Copy the part of the material that starts with the line containing "target: cloud reflection" and ends with the line containing "the cloud reflection", including both of those lines.

-- begin Input records --

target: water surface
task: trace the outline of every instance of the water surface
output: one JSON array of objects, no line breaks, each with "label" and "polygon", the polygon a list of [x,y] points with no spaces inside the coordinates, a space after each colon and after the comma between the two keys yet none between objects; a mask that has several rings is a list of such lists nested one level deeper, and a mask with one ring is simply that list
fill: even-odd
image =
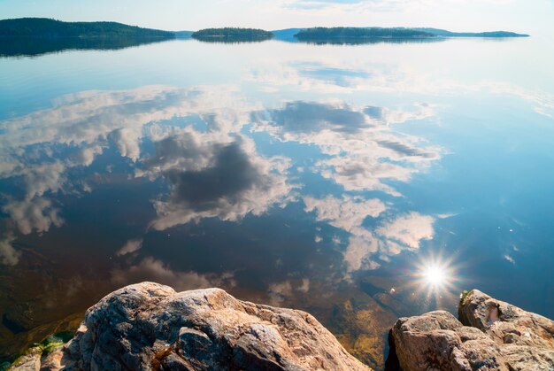
[{"label": "water surface", "polygon": [[0,58],[2,357],[146,280],[307,310],[377,368],[398,316],[456,313],[462,290],[552,318],[548,48],[178,40]]}]

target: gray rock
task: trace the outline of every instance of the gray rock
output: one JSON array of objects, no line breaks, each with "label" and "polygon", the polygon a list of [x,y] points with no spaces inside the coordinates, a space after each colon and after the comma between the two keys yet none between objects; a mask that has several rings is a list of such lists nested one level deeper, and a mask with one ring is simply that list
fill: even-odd
[{"label": "gray rock", "polygon": [[[411,370],[554,370],[554,322],[471,291],[448,312],[399,319],[388,364]],[[466,325],[466,326],[465,326]]]},{"label": "gray rock", "polygon": [[368,370],[312,315],[219,289],[127,286],[92,306],[42,370]]}]

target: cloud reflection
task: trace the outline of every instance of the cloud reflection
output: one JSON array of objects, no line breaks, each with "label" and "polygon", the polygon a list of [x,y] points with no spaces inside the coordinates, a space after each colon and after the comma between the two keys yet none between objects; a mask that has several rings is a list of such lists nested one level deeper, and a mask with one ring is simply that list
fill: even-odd
[{"label": "cloud reflection", "polygon": [[144,161],[145,174],[162,175],[171,194],[156,200],[158,230],[203,218],[238,220],[259,215],[284,202],[293,186],[287,182],[289,161],[256,153],[242,135],[227,140],[213,133],[185,131],[155,143],[156,153]]},{"label": "cloud reflection", "polygon": [[116,285],[124,286],[143,281],[165,284],[178,291],[209,287],[232,288],[236,284],[231,273],[201,274],[193,271],[175,271],[151,257],[127,268],[117,268],[112,272],[112,282]]}]

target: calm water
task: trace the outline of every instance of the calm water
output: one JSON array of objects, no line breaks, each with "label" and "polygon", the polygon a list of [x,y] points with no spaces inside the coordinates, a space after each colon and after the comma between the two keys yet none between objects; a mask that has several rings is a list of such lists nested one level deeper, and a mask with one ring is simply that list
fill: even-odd
[{"label": "calm water", "polygon": [[398,316],[455,313],[462,290],[554,317],[553,51],[173,41],[0,58],[2,358],[146,280],[307,310],[378,368]]}]

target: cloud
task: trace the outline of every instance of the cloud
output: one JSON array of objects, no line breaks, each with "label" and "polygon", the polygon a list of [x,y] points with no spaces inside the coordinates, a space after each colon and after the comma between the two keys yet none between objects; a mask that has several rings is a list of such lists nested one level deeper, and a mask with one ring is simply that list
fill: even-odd
[{"label": "cloud", "polygon": [[135,240],[128,240],[119,250],[116,252],[117,256],[122,256],[130,254],[132,252],[138,251],[142,248],[142,238]]},{"label": "cloud", "polygon": [[395,133],[390,124],[432,115],[427,104],[412,111],[375,106],[356,108],[341,103],[287,103],[281,109],[255,112],[254,130],[281,141],[315,144],[324,156],[320,174],[345,190],[379,190],[401,196],[389,181],[408,182],[441,158],[442,150],[421,145],[421,138]]},{"label": "cloud", "polygon": [[367,217],[376,218],[387,206],[378,199],[364,199],[342,196],[337,198],[327,196],[322,199],[304,197],[305,212],[316,212],[318,220],[327,221],[330,225],[348,232],[360,227]]},{"label": "cloud", "polygon": [[0,240],[0,263],[6,266],[15,266],[19,262],[21,253],[13,248],[12,243],[13,241],[15,238],[12,235]]},{"label": "cloud", "polygon": [[255,112],[253,120],[263,120],[263,117],[258,116],[260,114],[268,114],[273,124],[284,133],[317,133],[325,129],[356,133],[369,125],[365,115],[351,110],[348,105],[289,102],[279,110]]},{"label": "cloud", "polygon": [[64,223],[59,210],[44,197],[11,200],[3,210],[10,215],[23,235],[28,235],[34,230],[38,233],[48,232],[51,226],[61,227]]},{"label": "cloud", "polygon": [[151,257],[127,268],[112,271],[112,282],[117,285],[124,286],[143,281],[165,284],[178,291],[210,287],[231,288],[236,284],[230,273],[202,274],[193,271],[175,271]]},{"label": "cloud", "polygon": [[376,233],[389,241],[415,250],[419,248],[421,240],[433,238],[434,222],[435,218],[432,216],[412,212],[381,225],[377,228]]},{"label": "cloud", "polygon": [[286,177],[289,161],[258,155],[244,136],[224,140],[189,130],[159,141],[155,149],[144,161],[144,174],[163,176],[172,189],[168,197],[154,202],[155,229],[203,218],[235,221],[259,215],[285,202],[293,189]]},{"label": "cloud", "polygon": [[513,259],[512,257],[511,257],[510,255],[504,255],[504,259],[506,259],[507,261],[509,261],[510,263],[515,265],[516,264],[516,259]]},{"label": "cloud", "polygon": [[310,291],[310,279],[287,280],[269,285],[267,290],[271,302],[279,305],[286,300],[290,300],[296,295],[304,295]]}]

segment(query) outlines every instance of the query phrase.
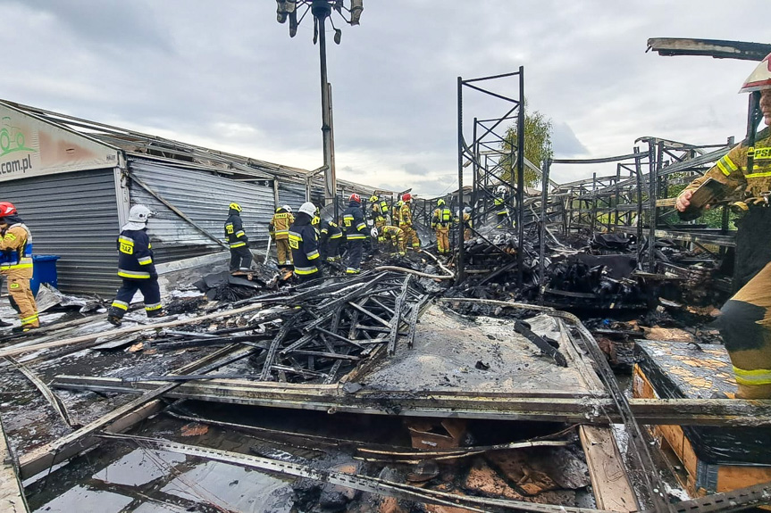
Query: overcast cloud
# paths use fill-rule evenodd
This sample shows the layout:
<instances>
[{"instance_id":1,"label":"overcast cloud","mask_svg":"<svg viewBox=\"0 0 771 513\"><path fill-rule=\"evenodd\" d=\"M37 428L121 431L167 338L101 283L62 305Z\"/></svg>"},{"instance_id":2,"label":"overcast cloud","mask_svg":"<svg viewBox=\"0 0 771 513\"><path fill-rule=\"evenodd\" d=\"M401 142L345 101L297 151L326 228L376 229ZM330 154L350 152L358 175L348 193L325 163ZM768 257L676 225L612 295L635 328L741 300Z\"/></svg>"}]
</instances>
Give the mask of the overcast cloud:
<instances>
[{"instance_id":1,"label":"overcast cloud","mask_svg":"<svg viewBox=\"0 0 771 513\"><path fill-rule=\"evenodd\" d=\"M0 98L315 169L323 158L313 22L289 38L275 6L0 0ZM338 175L426 195L457 184L458 76L524 66L528 108L551 119L556 156L605 157L630 153L643 136L700 145L743 136L747 98L736 91L755 63L661 57L645 53L648 38L771 43L765 0L364 6L359 27L335 14L342 44L328 40ZM514 82L507 92L518 94ZM464 116L505 111L469 95ZM555 166L553 176L595 170Z\"/></svg>"}]
</instances>

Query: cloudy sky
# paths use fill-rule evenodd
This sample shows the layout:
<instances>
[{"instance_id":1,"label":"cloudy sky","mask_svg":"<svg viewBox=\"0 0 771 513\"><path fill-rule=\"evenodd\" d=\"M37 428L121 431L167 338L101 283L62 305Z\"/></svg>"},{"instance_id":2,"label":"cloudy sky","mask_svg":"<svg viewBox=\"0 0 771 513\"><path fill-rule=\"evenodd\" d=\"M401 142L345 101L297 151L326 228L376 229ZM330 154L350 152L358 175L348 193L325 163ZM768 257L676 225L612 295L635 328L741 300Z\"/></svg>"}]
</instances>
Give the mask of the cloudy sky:
<instances>
[{"instance_id":1,"label":"cloudy sky","mask_svg":"<svg viewBox=\"0 0 771 513\"><path fill-rule=\"evenodd\" d=\"M348 4L348 0L346 0ZM649 37L771 43L767 0L365 0L328 40L338 176L433 195L457 184L457 78L524 67L557 158L630 153L643 136L744 133L751 62L661 57ZM313 21L272 0L0 0L0 98L254 158L322 165ZM518 95L516 84L496 90ZM468 92L464 116L504 103ZM470 132L466 136L470 138ZM556 166L567 181L591 166Z\"/></svg>"}]
</instances>

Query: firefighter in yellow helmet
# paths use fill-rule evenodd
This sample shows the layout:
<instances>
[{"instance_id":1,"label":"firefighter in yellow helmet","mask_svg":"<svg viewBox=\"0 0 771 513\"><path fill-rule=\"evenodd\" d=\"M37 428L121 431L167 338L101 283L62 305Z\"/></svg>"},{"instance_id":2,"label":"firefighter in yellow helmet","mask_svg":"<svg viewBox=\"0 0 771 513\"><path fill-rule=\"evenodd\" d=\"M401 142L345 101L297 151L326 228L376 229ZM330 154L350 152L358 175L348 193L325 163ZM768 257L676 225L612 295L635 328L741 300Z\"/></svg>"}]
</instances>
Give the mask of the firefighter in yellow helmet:
<instances>
[{"instance_id":1,"label":"firefighter in yellow helmet","mask_svg":"<svg viewBox=\"0 0 771 513\"><path fill-rule=\"evenodd\" d=\"M244 231L241 205L239 203L230 203L228 206L225 239L230 249L230 274L243 274L248 271L252 265L252 252L249 251L249 238Z\"/></svg>"},{"instance_id":2,"label":"firefighter in yellow helmet","mask_svg":"<svg viewBox=\"0 0 771 513\"><path fill-rule=\"evenodd\" d=\"M400 256L406 254L406 247L405 246L404 230L398 227L386 225L381 229L373 228L371 234L373 238L382 238L382 240L390 242L392 249L398 252ZM391 252L395 255L396 252Z\"/></svg>"},{"instance_id":3,"label":"firefighter in yellow helmet","mask_svg":"<svg viewBox=\"0 0 771 513\"><path fill-rule=\"evenodd\" d=\"M436 232L436 251L439 254L449 253L449 227L452 224L452 211L440 198L431 218L431 228Z\"/></svg>"},{"instance_id":4,"label":"firefighter in yellow helmet","mask_svg":"<svg viewBox=\"0 0 771 513\"><path fill-rule=\"evenodd\" d=\"M268 224L271 238L276 243L276 258L279 267L292 265L292 252L289 248L289 227L295 222L292 207L284 205L276 209L276 213Z\"/></svg>"},{"instance_id":5,"label":"firefighter in yellow helmet","mask_svg":"<svg viewBox=\"0 0 771 513\"><path fill-rule=\"evenodd\" d=\"M417 232L412 226L412 210L409 206L412 202L412 194L409 193L403 194L401 200L403 203L398 211L398 228L404 231L406 244L414 248L419 248L420 239L417 238Z\"/></svg>"},{"instance_id":6,"label":"firefighter in yellow helmet","mask_svg":"<svg viewBox=\"0 0 771 513\"><path fill-rule=\"evenodd\" d=\"M38 327L38 304L29 288L32 234L19 217L16 207L8 202L0 202L0 276L8 281L11 306L21 320L21 326L13 331Z\"/></svg>"},{"instance_id":7,"label":"firefighter in yellow helmet","mask_svg":"<svg viewBox=\"0 0 771 513\"><path fill-rule=\"evenodd\" d=\"M380 198L375 194L370 196L370 219L373 220L374 228L380 230L381 228L389 224L388 216L388 205L386 205L386 210L383 211ZM377 238L377 242L383 242L382 236L379 236Z\"/></svg>"},{"instance_id":8,"label":"firefighter in yellow helmet","mask_svg":"<svg viewBox=\"0 0 771 513\"><path fill-rule=\"evenodd\" d=\"M744 217L737 223L733 284L737 292L723 305L717 320L733 365L736 397L741 399L771 399L771 244L765 236L758 236L771 233L771 208L767 206L771 190L769 58L771 54L740 90L753 95L750 137L732 148L703 177L693 180L675 203L681 212L703 207L691 204L693 193L712 178L722 184L722 188L711 194L710 201L737 197L740 204L747 207ZM767 127L756 134L756 123L761 115Z\"/></svg>"}]
</instances>

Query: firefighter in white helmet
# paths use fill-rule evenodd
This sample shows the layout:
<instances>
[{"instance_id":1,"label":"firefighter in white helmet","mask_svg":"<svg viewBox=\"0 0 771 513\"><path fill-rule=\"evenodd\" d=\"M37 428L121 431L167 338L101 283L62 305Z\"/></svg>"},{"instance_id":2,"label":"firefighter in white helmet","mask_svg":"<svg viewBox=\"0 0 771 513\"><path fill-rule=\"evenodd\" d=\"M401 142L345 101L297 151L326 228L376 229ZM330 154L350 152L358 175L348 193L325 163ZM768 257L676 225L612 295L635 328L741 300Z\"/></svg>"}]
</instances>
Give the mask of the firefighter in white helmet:
<instances>
[{"instance_id":1,"label":"firefighter in white helmet","mask_svg":"<svg viewBox=\"0 0 771 513\"><path fill-rule=\"evenodd\" d=\"M703 177L693 180L677 197L675 207L685 211L693 192L712 178L723 184L717 201L737 196L746 207L737 224L734 295L723 305L718 326L733 364L737 398L771 399L771 54L750 75L740 93L753 95L750 137L731 149ZM756 134L762 115L767 127ZM753 142L754 139L754 142ZM748 206L750 205L750 206ZM763 206L760 206L763 205Z\"/></svg>"},{"instance_id":2,"label":"firefighter in white helmet","mask_svg":"<svg viewBox=\"0 0 771 513\"><path fill-rule=\"evenodd\" d=\"M144 297L147 317L163 315L158 272L147 236L147 220L152 215L145 205L134 205L129 211L129 222L122 226L118 236L118 276L123 279L123 285L107 310L107 320L115 326L121 326L121 319L138 290Z\"/></svg>"},{"instance_id":3,"label":"firefighter in white helmet","mask_svg":"<svg viewBox=\"0 0 771 513\"><path fill-rule=\"evenodd\" d=\"M322 276L319 258L319 236L313 225L316 206L306 202L300 205L295 222L289 227L289 241L295 262L295 276L300 282Z\"/></svg>"}]
</instances>

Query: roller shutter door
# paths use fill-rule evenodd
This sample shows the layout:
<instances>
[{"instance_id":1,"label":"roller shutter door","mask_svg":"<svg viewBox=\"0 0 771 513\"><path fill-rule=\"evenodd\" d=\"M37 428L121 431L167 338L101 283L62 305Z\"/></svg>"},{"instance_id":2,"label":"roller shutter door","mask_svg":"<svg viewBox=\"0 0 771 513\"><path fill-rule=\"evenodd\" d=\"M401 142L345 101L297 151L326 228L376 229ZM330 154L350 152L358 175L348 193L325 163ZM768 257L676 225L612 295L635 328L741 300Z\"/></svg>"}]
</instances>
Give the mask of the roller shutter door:
<instances>
[{"instance_id":1,"label":"roller shutter door","mask_svg":"<svg viewBox=\"0 0 771 513\"><path fill-rule=\"evenodd\" d=\"M32 231L35 254L55 254L59 289L115 294L118 207L113 171L96 170L3 182L0 196Z\"/></svg>"}]
</instances>

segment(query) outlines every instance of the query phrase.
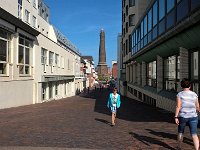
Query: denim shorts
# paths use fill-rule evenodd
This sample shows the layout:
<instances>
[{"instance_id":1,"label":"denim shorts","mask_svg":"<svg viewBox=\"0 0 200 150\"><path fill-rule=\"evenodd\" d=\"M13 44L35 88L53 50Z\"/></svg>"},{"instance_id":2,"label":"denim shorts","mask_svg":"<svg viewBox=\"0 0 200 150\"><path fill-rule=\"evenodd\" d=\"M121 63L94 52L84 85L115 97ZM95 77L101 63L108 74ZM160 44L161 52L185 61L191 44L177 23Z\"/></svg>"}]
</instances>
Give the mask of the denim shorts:
<instances>
[{"instance_id":1,"label":"denim shorts","mask_svg":"<svg viewBox=\"0 0 200 150\"><path fill-rule=\"evenodd\" d=\"M184 133L185 126L188 125L190 128L190 134L197 134L198 117L183 118L179 117L178 133Z\"/></svg>"}]
</instances>

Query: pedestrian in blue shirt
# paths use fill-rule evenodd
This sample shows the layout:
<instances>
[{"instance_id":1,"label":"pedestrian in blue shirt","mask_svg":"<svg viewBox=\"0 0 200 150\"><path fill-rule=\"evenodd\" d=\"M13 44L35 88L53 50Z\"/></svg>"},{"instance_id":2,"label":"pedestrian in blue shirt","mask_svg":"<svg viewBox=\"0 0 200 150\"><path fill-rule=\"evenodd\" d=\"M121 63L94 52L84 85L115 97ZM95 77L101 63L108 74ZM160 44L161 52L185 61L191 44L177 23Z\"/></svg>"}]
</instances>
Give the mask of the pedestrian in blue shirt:
<instances>
[{"instance_id":1,"label":"pedestrian in blue shirt","mask_svg":"<svg viewBox=\"0 0 200 150\"><path fill-rule=\"evenodd\" d=\"M117 114L117 108L121 105L120 95L117 93L117 88L113 89L113 92L109 94L107 107L111 110L112 113L112 126L115 125L115 118Z\"/></svg>"}]
</instances>

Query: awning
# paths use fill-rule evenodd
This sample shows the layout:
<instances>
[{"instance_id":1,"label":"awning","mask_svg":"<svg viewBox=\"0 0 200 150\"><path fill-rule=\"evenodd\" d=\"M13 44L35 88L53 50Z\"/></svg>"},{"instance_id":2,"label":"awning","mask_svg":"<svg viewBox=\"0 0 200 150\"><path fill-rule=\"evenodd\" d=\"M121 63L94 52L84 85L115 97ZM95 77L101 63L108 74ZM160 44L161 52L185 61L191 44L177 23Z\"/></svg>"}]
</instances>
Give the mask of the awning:
<instances>
[{"instance_id":1,"label":"awning","mask_svg":"<svg viewBox=\"0 0 200 150\"><path fill-rule=\"evenodd\" d=\"M0 18L2 18L3 20L15 25L17 28L20 28L20 29L30 33L33 36L38 36L40 34L39 31L32 28L31 26L29 26L28 24L26 24L22 20L16 18L15 16L13 16L12 14L10 14L9 12L7 12L6 10L4 10L1 7L0 7Z\"/></svg>"}]
</instances>

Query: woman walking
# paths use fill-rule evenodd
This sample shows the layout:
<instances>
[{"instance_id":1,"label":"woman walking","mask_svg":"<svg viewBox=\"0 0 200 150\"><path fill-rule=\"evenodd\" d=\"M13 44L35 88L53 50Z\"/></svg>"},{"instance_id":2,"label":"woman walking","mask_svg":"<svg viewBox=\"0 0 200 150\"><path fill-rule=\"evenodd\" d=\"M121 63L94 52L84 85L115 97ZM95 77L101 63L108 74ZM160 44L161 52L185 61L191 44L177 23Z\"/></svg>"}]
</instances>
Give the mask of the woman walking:
<instances>
[{"instance_id":1,"label":"woman walking","mask_svg":"<svg viewBox=\"0 0 200 150\"><path fill-rule=\"evenodd\" d=\"M195 150L199 150L199 138L197 136L199 102L198 96L191 91L191 83L188 79L181 81L183 90L177 94L175 122L178 125L178 147L181 149L183 133L186 124L189 125L190 134L193 139Z\"/></svg>"},{"instance_id":2,"label":"woman walking","mask_svg":"<svg viewBox=\"0 0 200 150\"><path fill-rule=\"evenodd\" d=\"M117 108L120 107L121 100L120 100L120 95L117 93L117 88L113 89L113 93L109 94L108 102L107 102L107 107L111 109L112 113L112 126L115 125L115 118L117 114Z\"/></svg>"}]
</instances>

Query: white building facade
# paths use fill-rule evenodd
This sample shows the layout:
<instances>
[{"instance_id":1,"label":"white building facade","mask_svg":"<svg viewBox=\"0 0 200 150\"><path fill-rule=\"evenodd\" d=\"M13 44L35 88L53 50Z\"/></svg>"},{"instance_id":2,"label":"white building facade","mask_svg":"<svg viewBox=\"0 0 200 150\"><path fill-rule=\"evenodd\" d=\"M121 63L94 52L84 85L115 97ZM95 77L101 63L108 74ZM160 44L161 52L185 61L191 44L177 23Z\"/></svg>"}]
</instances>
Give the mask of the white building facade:
<instances>
[{"instance_id":1,"label":"white building facade","mask_svg":"<svg viewBox=\"0 0 200 150\"><path fill-rule=\"evenodd\" d=\"M1 109L83 89L80 53L49 24L49 9L41 0L1 0L0 13Z\"/></svg>"}]
</instances>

-- end Input records --

:: Task response ::
target: cloud reflection
task: trace the outline of every instance of the cloud reflection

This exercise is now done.